INSTRUÇÕES DO EXERCÍCIO — Copie, por favor, do texto sobre a Síria o trecho entre "A agência humanitária" e "disse Obaida Arnaout.", inclusive.

____ EXCERTO SELECIONADO

Os líderes do G7 reunir-se-ão virtualmente na sexta-feira para discutir as importantes mudanças em curso na Síria, onde o governo interino prometeu instituir o “estado de direito” após anos de abusos sob o presidente deposto Bashar al-Assad.
Assad fugiu da Síria depois de uma ofensiva relâmpago liderada pelo grupo islâmico Hayat Tahrir al-Sham (HTS) e seus aliados, que pôs fim repentino a cinco décadas de governo repressivo do seu clã.
Os sírios em todo o país e em todo o mundo explodiram em celebração depois de passarem por uma época em que suspeitos de dissidência foram presos ou mortos e por quase 14 anos de guerra que matou mais de 500 mil pessoas e deslocou milhões.
A agência humanitária das Nações Unidas, OCHA, disse quinta-feira que 1,1 milhão de pessoas, a maioria mulheres e crianças, foram deslocadas desde que os rebeldes lançaram a sua ofensiva em 27 de novembro.
O porta-voz do novo governo disse à AFP na quinta-feira que a constituição e o parlamento do país seriam suspensos durante uma transição de três meses.
“Será criado um comité judicial e de direitos humanos para examinar a Constituição e depois introduzir alterações”, disse Obaida Arnaout.
Falando na sede da televisão estatal, ocupada pelas novas autoridades rebeldes, Arnaout disse que iriam instituir o “estado de direito”.
“Todos aqueles que cometeram crimes contra o povo sírio serão julgados de acordo com a lei”, acrescentou.
Questionado sobre as liberdades religiosas e pessoais, Arnaout disse: “Respeitamos a diversidade religiosa e cultural na Síria”.
O secretário de Estado dos EUA, Antony Blinken, em visita à Turquia, instou os atores sírios a tomarem “todas as medidas possíveis para proteger os civis, incluindo membros de grupos minoritários”, disse o porta-voz do Departamento de Estado, Matthew Miller.
Alerta contra “conflitos adicionais”

________
____ ENTRADAS APRESENTADAS

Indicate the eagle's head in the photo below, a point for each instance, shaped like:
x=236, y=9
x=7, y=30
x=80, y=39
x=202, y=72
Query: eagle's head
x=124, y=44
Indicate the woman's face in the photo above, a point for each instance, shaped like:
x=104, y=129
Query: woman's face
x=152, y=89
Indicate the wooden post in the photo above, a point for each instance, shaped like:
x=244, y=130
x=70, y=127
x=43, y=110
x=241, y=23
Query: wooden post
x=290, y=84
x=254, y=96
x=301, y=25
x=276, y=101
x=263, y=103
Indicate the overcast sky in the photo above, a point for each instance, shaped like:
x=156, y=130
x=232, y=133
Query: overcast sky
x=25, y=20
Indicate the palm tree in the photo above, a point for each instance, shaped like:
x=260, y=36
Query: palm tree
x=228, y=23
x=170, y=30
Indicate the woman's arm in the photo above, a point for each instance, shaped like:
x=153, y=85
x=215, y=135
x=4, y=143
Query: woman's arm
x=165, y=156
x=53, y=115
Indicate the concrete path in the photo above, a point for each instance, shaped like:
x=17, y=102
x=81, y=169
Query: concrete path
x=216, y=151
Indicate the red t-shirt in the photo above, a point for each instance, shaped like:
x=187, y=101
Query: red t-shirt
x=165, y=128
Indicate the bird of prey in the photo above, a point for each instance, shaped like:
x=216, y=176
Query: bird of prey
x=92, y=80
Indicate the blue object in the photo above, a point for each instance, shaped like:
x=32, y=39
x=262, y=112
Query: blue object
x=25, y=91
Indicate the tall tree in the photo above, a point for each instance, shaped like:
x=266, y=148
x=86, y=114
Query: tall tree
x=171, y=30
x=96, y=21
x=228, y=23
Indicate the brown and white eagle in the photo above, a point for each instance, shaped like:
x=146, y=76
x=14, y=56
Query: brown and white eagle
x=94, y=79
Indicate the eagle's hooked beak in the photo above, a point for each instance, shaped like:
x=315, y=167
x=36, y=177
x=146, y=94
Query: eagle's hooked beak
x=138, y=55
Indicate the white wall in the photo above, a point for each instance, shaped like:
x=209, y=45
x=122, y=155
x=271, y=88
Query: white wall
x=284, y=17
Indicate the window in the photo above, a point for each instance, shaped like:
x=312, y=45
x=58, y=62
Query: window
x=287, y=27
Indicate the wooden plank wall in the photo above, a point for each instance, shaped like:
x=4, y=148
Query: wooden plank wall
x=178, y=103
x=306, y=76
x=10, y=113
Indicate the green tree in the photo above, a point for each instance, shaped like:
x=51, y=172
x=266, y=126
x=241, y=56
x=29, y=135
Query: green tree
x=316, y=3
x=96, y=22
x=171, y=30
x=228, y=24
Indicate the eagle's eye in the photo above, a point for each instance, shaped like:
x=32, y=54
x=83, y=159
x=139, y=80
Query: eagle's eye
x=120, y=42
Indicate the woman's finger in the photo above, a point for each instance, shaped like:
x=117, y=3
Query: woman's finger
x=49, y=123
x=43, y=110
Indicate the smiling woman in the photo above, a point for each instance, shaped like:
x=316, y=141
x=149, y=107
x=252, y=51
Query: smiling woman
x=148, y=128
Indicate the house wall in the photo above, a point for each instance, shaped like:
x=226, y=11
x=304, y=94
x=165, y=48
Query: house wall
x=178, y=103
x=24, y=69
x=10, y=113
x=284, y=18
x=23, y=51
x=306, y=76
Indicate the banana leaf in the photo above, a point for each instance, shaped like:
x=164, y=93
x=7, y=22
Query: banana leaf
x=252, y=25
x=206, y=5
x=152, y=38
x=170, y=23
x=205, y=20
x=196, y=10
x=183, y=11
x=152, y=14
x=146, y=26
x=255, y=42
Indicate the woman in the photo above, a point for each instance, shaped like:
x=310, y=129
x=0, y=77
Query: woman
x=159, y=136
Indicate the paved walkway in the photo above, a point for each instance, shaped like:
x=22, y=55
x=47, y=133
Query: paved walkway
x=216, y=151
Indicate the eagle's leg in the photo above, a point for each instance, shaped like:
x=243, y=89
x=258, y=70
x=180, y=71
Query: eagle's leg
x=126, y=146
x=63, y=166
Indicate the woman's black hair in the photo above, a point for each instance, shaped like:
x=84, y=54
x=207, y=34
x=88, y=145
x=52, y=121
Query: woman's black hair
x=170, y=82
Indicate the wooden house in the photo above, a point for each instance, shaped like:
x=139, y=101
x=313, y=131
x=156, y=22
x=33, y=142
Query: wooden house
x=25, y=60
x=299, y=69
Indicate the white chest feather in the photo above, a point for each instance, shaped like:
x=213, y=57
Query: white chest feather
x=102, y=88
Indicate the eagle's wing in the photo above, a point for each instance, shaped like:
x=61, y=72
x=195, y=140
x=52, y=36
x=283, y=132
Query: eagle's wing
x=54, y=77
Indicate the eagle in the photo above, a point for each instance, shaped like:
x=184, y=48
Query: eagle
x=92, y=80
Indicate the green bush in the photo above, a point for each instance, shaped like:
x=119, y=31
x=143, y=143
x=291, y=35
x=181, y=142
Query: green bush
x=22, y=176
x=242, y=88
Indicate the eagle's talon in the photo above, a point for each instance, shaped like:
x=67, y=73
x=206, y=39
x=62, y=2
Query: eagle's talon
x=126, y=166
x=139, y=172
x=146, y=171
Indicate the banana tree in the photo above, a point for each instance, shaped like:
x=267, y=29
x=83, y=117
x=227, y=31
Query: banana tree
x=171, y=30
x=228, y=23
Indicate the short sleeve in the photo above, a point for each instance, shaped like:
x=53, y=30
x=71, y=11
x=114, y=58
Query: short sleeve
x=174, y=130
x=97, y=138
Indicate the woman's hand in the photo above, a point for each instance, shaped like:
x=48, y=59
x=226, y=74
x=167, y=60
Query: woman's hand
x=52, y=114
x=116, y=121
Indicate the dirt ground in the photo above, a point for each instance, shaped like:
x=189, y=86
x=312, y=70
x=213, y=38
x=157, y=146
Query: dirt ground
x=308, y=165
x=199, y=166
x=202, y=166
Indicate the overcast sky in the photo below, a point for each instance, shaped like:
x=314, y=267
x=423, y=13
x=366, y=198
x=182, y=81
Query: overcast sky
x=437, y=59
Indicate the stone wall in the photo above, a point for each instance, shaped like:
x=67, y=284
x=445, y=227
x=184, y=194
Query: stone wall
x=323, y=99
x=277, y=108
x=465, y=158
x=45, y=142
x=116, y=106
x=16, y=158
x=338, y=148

________

RESULTADO DO EXERCÍCIO —
A agência humanitária das Nações Unidas, OCHA, disse quinta-feira que 1,1 milhão de pessoas, a maioria mulheres e crianças, foram deslocadas desde que os rebeldes lançaram a sua ofensiva em 27 de novembro.
O porta-voz do novo governo disse à AFP na quinta-feira que a constituição e o parlamento do país seriam suspensos durante uma transição de três meses.
“Será criado um comité judicial e de direitos humanos para examinar a Constituição e depois introduzir alterações”, disse Obaida Arnaout.